══ TASK INPUT ══

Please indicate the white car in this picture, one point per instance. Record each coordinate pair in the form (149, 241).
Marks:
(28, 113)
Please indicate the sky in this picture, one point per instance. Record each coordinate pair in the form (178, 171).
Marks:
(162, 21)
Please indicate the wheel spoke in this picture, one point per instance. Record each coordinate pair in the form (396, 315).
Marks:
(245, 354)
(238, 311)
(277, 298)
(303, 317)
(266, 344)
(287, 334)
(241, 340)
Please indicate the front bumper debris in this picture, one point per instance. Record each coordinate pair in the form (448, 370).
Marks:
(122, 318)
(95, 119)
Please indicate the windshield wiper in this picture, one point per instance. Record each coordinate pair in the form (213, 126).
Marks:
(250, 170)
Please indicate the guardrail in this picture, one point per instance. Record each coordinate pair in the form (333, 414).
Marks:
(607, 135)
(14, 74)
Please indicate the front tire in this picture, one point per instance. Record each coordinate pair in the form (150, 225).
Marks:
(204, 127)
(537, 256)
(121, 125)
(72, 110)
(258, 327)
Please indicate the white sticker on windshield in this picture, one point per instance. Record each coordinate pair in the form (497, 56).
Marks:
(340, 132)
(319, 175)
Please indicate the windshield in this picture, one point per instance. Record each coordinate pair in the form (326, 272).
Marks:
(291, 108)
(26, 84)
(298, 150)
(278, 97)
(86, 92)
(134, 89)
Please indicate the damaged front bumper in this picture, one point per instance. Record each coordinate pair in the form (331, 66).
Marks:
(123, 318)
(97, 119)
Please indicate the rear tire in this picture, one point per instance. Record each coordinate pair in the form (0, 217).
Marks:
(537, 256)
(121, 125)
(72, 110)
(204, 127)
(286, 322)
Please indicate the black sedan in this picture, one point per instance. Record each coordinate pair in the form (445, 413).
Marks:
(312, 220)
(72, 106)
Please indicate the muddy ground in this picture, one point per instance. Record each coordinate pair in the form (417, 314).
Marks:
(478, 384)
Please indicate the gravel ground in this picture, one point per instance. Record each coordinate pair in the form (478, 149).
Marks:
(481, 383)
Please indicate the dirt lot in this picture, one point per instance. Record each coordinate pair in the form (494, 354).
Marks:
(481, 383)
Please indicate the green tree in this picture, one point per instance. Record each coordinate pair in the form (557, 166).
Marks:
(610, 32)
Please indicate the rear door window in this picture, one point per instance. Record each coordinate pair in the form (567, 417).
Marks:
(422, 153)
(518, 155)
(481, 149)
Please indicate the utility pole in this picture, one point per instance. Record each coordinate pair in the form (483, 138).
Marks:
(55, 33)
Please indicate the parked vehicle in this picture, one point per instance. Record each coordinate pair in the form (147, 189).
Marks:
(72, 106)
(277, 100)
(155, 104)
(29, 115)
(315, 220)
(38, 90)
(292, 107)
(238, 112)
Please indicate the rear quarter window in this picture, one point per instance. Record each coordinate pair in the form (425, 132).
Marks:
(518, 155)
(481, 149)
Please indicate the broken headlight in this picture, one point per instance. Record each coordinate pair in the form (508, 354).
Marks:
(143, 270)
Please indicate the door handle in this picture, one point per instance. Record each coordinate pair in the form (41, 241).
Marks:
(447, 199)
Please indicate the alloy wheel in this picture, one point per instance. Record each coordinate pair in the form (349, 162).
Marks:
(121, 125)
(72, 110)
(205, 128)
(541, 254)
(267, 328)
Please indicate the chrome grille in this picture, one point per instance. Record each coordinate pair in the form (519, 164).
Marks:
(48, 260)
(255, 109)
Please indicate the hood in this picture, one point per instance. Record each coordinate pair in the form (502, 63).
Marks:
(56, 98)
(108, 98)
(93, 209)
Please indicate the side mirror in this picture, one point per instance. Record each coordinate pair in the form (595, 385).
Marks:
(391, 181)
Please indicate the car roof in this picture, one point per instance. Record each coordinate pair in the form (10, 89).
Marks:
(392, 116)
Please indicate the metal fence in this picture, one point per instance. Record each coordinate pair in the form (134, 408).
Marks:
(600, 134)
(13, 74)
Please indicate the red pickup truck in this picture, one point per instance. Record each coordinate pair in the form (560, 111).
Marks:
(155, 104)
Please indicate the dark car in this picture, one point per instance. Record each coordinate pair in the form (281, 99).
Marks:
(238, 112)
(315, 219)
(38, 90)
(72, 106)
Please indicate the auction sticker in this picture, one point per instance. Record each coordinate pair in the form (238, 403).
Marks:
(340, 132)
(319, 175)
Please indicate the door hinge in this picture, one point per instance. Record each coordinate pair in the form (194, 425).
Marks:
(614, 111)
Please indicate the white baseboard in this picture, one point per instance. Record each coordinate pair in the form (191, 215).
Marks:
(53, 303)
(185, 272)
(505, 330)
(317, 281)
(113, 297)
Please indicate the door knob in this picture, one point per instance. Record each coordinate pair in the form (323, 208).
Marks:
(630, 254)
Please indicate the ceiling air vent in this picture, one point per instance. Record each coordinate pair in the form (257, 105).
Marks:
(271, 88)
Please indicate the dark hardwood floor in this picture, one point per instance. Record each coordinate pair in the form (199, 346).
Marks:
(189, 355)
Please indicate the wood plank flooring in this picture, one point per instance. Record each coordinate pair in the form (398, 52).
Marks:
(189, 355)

═══

- [WHAT THE TASK ASKS]: Lines containing the word "ground" are to be counted in the listing; state their number alone.

- [EXERCISE RESPONSE]: 2